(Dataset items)

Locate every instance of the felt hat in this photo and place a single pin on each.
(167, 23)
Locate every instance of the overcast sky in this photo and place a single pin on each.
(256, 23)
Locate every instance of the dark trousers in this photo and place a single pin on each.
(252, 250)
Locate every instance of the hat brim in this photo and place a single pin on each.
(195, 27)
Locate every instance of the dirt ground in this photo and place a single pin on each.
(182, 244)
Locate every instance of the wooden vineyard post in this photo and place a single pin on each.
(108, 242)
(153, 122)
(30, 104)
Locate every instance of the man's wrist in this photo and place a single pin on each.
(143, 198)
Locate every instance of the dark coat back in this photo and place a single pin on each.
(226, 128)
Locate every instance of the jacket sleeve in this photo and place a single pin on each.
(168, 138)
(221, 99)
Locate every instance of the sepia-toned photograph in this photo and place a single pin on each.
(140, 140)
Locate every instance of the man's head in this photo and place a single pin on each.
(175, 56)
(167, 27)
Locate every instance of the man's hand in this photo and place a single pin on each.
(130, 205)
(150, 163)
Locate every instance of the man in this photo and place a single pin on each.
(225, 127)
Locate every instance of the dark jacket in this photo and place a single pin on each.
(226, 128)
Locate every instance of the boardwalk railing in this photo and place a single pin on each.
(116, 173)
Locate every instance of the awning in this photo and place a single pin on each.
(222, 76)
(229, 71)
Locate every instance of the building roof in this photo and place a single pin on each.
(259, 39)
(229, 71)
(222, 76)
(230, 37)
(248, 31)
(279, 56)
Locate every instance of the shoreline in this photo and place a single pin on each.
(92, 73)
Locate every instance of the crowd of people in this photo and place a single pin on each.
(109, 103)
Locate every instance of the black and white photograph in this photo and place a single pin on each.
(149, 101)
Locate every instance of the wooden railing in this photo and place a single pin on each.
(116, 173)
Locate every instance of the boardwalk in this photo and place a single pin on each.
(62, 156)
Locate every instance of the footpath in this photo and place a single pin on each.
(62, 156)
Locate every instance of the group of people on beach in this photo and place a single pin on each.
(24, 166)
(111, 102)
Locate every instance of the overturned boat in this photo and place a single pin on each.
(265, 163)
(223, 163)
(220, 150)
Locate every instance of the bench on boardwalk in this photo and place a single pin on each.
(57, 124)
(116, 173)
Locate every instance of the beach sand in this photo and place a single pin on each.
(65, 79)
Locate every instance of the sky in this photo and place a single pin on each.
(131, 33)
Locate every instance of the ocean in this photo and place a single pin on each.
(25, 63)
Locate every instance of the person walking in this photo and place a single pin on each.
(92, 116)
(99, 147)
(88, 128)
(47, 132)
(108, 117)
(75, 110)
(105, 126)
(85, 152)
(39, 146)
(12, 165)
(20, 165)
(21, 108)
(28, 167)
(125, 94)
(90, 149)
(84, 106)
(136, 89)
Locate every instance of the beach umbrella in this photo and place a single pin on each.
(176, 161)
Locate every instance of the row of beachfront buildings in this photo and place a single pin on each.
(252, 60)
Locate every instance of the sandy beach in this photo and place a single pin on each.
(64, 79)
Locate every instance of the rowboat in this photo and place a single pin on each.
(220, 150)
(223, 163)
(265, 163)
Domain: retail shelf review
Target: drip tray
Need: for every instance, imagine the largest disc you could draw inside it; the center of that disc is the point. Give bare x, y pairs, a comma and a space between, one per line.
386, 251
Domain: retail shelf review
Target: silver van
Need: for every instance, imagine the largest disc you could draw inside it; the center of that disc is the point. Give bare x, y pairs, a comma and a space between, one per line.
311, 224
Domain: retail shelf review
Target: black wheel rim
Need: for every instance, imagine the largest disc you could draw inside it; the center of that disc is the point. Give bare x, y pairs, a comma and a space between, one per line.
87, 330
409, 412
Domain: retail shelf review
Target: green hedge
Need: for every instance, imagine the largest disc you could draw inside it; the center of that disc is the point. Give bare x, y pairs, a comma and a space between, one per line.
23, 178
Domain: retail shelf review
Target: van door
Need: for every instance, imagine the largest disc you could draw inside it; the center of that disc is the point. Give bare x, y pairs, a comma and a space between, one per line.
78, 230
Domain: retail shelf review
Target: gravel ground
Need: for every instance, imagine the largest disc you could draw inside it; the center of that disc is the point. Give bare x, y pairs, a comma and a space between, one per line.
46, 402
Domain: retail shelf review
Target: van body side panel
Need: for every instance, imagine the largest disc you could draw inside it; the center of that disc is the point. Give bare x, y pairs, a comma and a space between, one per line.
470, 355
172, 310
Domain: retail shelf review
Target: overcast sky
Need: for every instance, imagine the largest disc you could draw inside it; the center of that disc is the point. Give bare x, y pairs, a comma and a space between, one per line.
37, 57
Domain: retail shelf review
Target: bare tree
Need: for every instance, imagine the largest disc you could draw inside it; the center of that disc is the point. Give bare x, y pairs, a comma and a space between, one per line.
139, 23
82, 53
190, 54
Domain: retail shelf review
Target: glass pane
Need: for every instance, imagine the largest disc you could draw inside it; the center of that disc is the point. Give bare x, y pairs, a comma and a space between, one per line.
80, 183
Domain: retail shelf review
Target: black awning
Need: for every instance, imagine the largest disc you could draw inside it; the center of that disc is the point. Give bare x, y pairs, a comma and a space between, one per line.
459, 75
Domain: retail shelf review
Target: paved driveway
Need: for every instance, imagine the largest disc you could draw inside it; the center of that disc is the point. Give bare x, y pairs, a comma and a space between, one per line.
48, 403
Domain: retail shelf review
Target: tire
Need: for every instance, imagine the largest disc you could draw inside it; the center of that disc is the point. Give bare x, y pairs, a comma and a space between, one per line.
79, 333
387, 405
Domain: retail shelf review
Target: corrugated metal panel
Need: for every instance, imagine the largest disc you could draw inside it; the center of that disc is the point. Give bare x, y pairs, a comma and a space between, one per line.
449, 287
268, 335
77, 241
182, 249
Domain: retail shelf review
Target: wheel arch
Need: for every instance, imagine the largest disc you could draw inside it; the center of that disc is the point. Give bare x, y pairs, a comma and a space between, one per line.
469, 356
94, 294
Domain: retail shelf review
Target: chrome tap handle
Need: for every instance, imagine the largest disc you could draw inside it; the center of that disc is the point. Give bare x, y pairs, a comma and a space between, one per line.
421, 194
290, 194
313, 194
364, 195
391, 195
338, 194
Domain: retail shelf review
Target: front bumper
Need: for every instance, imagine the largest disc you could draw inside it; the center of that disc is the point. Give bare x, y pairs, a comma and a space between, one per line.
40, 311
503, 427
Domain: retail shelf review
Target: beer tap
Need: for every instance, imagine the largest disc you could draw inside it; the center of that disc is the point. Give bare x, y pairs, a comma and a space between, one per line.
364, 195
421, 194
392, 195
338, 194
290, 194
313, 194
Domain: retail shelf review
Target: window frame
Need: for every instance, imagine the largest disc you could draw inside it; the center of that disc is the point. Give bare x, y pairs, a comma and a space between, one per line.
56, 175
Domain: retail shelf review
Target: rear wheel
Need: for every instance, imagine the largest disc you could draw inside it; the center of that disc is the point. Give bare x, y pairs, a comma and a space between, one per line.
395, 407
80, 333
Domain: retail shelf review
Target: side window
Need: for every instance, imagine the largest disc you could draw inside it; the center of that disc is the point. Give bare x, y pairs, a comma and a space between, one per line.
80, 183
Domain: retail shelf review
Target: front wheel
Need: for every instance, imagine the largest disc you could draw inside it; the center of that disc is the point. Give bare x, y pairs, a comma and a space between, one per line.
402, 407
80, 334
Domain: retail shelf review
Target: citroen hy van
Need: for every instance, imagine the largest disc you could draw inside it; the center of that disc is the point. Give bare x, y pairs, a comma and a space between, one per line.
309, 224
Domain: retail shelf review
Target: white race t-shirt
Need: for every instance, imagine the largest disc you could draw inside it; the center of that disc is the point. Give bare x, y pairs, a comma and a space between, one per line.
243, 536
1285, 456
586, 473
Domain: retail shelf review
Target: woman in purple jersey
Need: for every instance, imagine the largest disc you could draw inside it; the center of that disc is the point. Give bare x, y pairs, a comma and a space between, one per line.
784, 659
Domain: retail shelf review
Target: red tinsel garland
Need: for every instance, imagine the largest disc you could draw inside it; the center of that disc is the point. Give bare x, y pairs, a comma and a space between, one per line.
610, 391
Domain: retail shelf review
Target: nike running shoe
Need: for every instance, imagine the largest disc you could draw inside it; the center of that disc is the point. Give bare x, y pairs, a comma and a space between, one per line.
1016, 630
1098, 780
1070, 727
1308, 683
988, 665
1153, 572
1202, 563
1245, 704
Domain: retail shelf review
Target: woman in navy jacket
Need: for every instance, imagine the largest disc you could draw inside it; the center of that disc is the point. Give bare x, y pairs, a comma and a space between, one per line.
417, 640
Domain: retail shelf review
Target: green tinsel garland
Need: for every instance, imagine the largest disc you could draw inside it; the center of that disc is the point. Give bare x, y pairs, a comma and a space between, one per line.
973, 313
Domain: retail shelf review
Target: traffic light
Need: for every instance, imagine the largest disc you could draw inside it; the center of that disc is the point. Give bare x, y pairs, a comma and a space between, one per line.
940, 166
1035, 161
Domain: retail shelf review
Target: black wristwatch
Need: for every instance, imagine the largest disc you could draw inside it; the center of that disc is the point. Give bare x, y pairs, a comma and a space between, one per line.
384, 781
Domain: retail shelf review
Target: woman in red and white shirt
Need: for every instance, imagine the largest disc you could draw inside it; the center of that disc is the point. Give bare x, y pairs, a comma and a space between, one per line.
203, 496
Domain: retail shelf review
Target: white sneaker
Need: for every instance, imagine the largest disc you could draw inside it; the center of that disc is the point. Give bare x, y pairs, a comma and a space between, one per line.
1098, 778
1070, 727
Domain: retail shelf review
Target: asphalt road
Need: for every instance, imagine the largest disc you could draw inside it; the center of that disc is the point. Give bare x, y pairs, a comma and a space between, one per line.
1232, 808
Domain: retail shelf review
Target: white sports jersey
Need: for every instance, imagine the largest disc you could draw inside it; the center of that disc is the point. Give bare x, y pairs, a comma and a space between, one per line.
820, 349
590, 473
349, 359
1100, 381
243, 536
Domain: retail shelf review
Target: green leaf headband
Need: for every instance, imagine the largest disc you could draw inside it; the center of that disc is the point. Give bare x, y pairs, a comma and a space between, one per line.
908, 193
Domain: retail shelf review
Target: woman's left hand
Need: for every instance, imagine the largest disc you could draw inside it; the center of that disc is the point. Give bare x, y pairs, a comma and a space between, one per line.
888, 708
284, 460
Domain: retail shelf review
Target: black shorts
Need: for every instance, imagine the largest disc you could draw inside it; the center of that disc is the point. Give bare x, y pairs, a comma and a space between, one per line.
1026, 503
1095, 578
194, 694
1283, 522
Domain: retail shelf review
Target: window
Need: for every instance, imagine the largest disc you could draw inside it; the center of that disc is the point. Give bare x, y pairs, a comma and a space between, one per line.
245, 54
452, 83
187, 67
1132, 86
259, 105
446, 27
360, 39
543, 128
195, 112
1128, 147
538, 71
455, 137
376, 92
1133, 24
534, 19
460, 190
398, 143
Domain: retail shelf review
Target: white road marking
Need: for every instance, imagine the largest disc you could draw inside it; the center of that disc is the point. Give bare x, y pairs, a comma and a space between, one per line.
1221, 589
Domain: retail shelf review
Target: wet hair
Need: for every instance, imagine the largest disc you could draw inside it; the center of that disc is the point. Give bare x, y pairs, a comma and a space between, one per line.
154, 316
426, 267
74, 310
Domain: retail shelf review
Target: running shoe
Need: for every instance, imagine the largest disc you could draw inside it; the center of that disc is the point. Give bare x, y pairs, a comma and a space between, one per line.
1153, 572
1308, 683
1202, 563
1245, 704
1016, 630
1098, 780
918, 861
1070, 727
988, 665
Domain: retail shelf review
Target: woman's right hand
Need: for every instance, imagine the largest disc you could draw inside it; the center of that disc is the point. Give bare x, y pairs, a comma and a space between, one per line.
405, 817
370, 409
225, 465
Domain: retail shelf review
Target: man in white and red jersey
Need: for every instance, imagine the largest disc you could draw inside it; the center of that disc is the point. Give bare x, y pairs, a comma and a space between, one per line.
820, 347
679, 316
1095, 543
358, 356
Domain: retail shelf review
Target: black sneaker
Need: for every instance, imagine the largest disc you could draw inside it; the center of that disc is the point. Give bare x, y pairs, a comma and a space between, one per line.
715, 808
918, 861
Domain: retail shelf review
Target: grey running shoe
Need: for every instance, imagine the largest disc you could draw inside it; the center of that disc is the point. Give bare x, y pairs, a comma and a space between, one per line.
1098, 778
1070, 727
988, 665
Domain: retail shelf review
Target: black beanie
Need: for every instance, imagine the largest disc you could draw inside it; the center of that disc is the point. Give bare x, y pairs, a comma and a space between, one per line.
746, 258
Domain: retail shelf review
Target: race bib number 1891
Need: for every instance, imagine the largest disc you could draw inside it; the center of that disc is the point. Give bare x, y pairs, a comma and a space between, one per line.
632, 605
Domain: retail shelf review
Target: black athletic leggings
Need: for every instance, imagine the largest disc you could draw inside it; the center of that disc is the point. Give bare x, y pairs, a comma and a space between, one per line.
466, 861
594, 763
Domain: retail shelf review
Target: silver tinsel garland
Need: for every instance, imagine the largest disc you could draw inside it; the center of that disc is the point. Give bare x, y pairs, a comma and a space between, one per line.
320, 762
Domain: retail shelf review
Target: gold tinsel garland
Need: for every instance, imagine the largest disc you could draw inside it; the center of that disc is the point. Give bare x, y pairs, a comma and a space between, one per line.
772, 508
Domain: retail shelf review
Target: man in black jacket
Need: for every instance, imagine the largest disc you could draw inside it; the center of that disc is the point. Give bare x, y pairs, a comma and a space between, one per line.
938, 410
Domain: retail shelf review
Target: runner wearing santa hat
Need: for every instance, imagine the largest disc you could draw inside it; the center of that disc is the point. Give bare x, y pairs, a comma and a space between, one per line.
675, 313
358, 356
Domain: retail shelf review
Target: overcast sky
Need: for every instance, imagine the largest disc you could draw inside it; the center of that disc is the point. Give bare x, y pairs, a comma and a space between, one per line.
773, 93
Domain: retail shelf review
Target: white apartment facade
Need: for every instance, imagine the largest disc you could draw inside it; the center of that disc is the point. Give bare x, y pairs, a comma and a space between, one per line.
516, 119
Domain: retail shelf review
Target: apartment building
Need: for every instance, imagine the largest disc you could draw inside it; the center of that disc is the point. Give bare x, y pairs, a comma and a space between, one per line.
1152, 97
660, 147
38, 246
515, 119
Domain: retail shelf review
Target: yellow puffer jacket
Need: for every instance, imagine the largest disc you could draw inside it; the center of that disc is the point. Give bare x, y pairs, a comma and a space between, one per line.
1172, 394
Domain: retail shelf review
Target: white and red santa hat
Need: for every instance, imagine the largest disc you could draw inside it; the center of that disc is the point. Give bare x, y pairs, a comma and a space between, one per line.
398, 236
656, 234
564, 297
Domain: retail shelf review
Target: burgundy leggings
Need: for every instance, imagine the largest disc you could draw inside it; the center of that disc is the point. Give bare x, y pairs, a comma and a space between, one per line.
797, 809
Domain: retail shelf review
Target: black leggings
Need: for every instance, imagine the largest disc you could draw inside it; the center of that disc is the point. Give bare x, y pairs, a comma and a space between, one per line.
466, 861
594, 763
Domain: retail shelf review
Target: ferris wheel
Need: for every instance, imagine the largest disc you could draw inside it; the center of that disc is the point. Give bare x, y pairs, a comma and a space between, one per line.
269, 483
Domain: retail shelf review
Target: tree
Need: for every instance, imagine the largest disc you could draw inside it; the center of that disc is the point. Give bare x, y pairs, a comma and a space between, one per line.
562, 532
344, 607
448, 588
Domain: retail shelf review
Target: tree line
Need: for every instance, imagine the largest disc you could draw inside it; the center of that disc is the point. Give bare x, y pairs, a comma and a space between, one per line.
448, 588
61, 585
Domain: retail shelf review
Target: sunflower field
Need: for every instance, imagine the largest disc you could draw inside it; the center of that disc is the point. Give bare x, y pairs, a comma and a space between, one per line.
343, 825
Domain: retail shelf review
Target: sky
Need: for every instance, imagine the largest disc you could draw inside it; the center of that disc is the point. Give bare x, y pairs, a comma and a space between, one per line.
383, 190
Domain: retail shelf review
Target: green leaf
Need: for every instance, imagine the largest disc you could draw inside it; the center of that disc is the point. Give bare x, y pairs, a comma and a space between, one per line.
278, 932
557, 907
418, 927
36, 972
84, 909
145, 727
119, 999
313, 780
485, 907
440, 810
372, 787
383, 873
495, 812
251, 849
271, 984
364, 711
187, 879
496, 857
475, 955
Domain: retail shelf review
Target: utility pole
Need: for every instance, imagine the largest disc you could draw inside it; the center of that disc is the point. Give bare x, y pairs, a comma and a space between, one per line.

**Work required:** From the records above, print only the lines between the one holding "Locate every instance of the sandy" and the one holding "Target: van body side panel", inclusive, exactly as they stand.

**Exercise result:**
Locate every instance of the sandy beach in this photo and place a single pin on each.
(64, 79)
Locate every instance of the rowboat in this photo and place a single pin on each.
(220, 150)
(223, 163)
(265, 163)
Domain: retail shelf review
Target: drip tray
Need: for every instance, imagine the largest disc you could draw inside it; the center of that disc is the point. Give bare x, y pairs, a comma and a space between, one per line.
386, 251
Domain: retail shelf review
Target: silver van
Need: for every instance, imagine the largest disc you could draw inside it; the center of that disc is the point. Give bare x, y pairs, a comma and a space between, one per line.
311, 224
Domain: retail shelf review
Target: black wheel rim
Need: for every instance, imagine the largest disc you could draw inside it; the center of that disc is the point. Give bare x, y pairs, a comma and a space between, one per line.
87, 330
409, 412
Domain: retail shelf review
Target: green hedge
Need: for every instance, imagine the largest disc you could draw inside it; the center of that disc is the point. Give bare x, y pairs, a comma and a space between, one per line.
23, 178
Domain: retail shelf review
Target: van door
Need: for every instance, imagine the largest disc you could draw inside it; the center of that disc is the point. Give bare x, y pairs, a comma and a space between, one per line.
78, 230
Domain: retail shelf review
Target: gravel ground
Need: for every instance, imagine the largest disc you could draw inside it; the center of that disc is the point. Give bare x, y pairs, a comma and a space between, one per line.
46, 402
Domain: retail shelf review
Target: van body side panel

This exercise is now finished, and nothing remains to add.